■ Written instruction: Rewrite every line in the records below as a numbered list, leaving out any blank lines.

──────── Exercise data ────────

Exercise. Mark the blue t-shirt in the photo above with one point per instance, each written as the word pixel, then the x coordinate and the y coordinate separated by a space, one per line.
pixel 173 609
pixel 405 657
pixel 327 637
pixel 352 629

────────

■ Solution:
1. Exercise. Mark the blue t-shirt in the photo above with one point per instance, each written as the word pixel, then the x coordinate and the y coordinate separated by a space, one per line.
2. pixel 173 609
3. pixel 405 657
4. pixel 327 637
5. pixel 352 629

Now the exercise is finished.